▶ _What is expected_
Lay out each line of the records below as a Markdown table with two columns, Row and Line, numbering the rows and skipping blank lines. Leave the pictures out of the answer.

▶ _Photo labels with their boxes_

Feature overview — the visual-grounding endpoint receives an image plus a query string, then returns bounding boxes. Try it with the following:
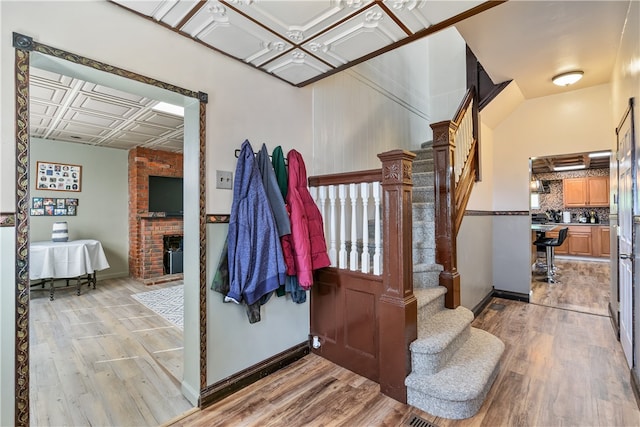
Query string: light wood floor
[530,258,610,316]
[169,260,640,427]
[30,276,192,426]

▶ _Written solution_
| Row | Line |
|---|---|
| 1 | Feature overview — the visual-grounding endpoint receives an image plus a query string, then returns bounding boxes. Try it with the following: |
| 2 | Query string: light wood floor |
| 3 | [530,258,610,316] |
| 4 | [169,260,640,427] |
| 5 | [30,276,192,426] |